Pedido: Substitua "handbag" por "purse" nas linhas da listagem abaixo, da linha com "the road marking." até a linha com "column 146, row 86", inclusive. Devolva somente esse trecho, sem mudar mais nada.

Registros de posicionamento de pontos:
- - -
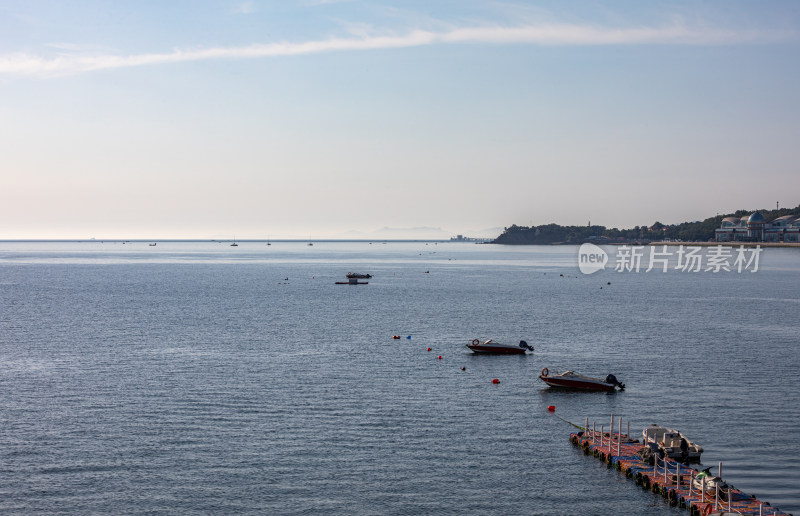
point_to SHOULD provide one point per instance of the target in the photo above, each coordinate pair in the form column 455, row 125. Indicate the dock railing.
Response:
column 670, row 478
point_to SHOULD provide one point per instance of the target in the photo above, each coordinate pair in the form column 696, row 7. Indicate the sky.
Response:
column 337, row 118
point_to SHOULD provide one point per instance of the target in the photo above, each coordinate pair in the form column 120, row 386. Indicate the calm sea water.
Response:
column 204, row 378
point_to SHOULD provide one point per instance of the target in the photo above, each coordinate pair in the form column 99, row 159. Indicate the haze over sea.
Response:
column 196, row 377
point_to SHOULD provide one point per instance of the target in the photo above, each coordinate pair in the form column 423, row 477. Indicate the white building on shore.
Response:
column 756, row 229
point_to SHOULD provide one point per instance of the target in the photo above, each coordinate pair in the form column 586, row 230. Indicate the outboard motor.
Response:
column 613, row 380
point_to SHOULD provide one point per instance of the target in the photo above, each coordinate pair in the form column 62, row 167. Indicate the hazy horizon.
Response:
column 322, row 118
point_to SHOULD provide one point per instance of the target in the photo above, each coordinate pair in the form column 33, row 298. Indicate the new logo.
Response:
column 591, row 258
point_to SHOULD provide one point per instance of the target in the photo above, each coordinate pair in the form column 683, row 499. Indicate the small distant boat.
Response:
column 490, row 346
column 671, row 443
column 352, row 281
column 573, row 380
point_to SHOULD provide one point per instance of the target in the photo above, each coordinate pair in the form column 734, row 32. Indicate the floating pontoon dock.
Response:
column 672, row 480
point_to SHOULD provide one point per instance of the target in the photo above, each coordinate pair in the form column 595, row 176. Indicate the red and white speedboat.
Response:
column 573, row 380
column 490, row 346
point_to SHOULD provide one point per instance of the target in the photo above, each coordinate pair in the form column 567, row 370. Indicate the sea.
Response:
column 203, row 378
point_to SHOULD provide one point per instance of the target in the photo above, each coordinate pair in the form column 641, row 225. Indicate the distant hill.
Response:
column 700, row 231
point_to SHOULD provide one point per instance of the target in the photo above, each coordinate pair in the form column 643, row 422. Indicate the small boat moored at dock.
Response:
column 573, row 380
column 671, row 443
column 492, row 347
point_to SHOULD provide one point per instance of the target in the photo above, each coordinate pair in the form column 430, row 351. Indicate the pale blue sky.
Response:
column 315, row 118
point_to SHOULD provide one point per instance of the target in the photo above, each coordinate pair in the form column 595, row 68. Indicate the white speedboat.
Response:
column 490, row 346
column 706, row 480
column 671, row 443
column 573, row 380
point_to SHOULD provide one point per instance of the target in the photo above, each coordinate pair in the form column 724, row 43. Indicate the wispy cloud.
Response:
column 24, row 64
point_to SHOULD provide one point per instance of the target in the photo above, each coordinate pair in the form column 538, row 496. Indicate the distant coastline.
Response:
column 698, row 232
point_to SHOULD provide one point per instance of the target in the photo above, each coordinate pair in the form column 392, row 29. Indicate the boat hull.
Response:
column 495, row 349
column 576, row 383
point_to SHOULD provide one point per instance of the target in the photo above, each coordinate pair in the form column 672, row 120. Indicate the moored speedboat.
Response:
column 706, row 480
column 490, row 346
column 671, row 443
column 573, row 380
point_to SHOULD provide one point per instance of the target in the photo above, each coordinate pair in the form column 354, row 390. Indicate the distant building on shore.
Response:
column 756, row 229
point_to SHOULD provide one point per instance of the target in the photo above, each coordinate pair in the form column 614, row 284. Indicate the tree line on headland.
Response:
column 698, row 231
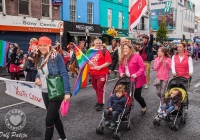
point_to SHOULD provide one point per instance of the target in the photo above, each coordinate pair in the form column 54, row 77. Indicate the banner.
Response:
column 158, row 15
column 25, row 91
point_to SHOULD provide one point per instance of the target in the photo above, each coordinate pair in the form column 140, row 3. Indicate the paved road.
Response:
column 82, row 119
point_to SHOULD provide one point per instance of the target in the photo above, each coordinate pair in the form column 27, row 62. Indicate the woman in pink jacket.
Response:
column 162, row 65
column 132, row 65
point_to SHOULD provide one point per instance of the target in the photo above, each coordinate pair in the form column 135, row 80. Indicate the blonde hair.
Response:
column 128, row 56
column 120, row 88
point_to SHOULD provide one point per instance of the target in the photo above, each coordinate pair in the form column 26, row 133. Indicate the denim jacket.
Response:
column 56, row 66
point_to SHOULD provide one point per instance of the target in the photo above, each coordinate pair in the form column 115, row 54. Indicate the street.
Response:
column 82, row 119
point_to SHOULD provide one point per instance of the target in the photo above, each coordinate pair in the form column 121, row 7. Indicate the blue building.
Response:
column 81, row 20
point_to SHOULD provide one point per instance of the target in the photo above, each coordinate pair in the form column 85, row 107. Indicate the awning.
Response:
column 123, row 35
column 84, row 34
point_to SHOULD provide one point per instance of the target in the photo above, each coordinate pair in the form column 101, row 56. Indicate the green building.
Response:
column 114, row 14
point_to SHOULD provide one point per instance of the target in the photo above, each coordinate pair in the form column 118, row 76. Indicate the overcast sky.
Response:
column 197, row 7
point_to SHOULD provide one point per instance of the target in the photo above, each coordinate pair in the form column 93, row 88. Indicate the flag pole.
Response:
column 84, row 55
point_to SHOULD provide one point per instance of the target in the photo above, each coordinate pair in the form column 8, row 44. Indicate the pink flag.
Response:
column 138, row 7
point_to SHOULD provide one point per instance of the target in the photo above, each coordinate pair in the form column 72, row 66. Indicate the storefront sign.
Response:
column 83, row 27
column 29, row 24
column 57, row 2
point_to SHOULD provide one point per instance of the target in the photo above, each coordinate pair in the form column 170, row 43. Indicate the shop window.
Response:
column 90, row 12
column 1, row 6
column 120, row 20
column 45, row 8
column 73, row 10
column 24, row 7
column 109, row 17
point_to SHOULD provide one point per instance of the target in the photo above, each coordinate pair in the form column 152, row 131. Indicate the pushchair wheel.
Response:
column 129, row 126
column 176, row 128
column 117, row 136
column 100, row 130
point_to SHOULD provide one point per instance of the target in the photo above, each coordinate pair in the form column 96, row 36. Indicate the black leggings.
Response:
column 53, row 118
column 14, row 75
column 138, row 97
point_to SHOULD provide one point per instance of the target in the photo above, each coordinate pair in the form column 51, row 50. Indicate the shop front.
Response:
column 20, row 30
column 75, row 32
column 110, row 33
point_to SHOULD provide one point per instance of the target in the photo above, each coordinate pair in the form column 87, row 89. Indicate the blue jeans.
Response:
column 169, row 107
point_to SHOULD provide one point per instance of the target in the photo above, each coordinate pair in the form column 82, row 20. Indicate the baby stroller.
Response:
column 175, row 117
column 125, row 116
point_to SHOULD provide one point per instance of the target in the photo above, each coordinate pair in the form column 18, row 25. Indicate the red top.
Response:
column 98, row 60
column 182, row 68
column 143, row 55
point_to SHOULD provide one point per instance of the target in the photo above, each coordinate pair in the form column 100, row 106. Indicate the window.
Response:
column 90, row 13
column 73, row 10
column 24, row 7
column 120, row 20
column 109, row 17
column 45, row 8
column 1, row 6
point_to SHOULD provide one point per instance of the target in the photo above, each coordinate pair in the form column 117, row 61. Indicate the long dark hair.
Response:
column 165, row 51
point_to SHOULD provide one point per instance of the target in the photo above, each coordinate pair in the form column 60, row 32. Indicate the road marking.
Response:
column 197, row 85
column 12, row 105
column 107, row 81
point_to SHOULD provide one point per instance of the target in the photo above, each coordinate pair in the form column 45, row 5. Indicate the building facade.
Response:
column 178, row 14
column 114, row 14
column 143, row 25
column 21, row 20
column 81, row 20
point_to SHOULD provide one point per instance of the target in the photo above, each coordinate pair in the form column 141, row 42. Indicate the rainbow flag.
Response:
column 82, row 58
column 81, row 81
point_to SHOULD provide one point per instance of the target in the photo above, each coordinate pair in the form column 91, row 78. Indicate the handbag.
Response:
column 64, row 108
column 156, row 82
column 55, row 87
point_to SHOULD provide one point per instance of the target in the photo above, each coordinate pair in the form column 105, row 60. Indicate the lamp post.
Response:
column 86, row 36
column 182, row 19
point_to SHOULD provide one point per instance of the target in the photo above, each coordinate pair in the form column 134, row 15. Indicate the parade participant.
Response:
column 162, row 66
column 132, row 65
column 31, row 69
column 51, row 63
column 147, row 55
column 182, row 64
column 115, row 56
column 14, row 63
column 73, row 61
column 98, row 72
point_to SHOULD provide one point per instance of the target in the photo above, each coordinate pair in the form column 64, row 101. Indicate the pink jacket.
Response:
column 163, row 68
column 136, row 66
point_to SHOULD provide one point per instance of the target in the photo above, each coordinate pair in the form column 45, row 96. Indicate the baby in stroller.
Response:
column 172, row 102
column 115, row 106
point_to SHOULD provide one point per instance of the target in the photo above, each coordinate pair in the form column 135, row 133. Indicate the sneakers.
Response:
column 106, row 123
column 99, row 107
column 112, row 126
column 146, row 86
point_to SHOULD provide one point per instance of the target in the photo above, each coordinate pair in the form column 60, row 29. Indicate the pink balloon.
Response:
column 64, row 108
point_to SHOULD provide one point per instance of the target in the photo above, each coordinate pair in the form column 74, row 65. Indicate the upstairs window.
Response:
column 1, row 6
column 45, row 8
column 73, row 10
column 24, row 7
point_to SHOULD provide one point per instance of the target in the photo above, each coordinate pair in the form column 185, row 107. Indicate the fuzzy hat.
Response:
column 44, row 40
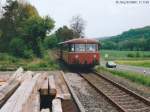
- - -
Resposta esperada:
point_to SHOULD provide one point per instance of the target in the photo above, each coordinate pair in the form column 60, row 32. Indicate the road marking.
Response:
column 197, row 85
column 12, row 105
column 107, row 81
point_to SHOULD provide one point per instance of the target in the photo above, each coordinate pair in the form column 45, row 5. Indicate the building facade.
Response:
column 178, row 14
column 114, row 14
column 143, row 25
column 21, row 20
column 81, row 20
point_to SHOULD provide one point per instance of the target in the photo above, each coordinate pair in the form column 141, row 42. Indicate the rainbow flag.
Response:
column 82, row 58
column 81, row 81
point_to SHOULD provide one point per instance of the target in the photo above, each coordinate pair in the form column 91, row 78. Indicate the purse.
Response:
column 64, row 108
column 156, row 82
column 55, row 87
point_to SHOULD provide one point per instance of the target in the photo above, each coordinate pair in the form column 105, row 60. Indicate the lamp post.
Response:
column 86, row 36
column 182, row 19
point_to SHOULD provide one point per instance of the target in the photo above, each coordinate pair in the form column 134, row 15. Indicate the parade participant.
Response:
column 162, row 66
column 132, row 65
column 31, row 69
column 51, row 63
column 147, row 55
column 182, row 64
column 115, row 56
column 14, row 63
column 73, row 61
column 98, row 72
point_to SHOULD provide one point per instance of the target in the photo above, each coordinate pair in the form column 64, row 101. Indicate the pink jacket.
Response:
column 163, row 68
column 136, row 66
point_to SHOULD provide one point per instance of the target in the photo above, each coordinate pair in the form column 45, row 96. Indicate the baby in stroller.
Response:
column 172, row 102
column 115, row 106
point_to SHOULD provide one point per instance of the target in the photo above, each coordinate pair in the form column 135, row 133. Indicate the sneakers.
Response:
column 106, row 123
column 99, row 107
column 112, row 126
column 146, row 86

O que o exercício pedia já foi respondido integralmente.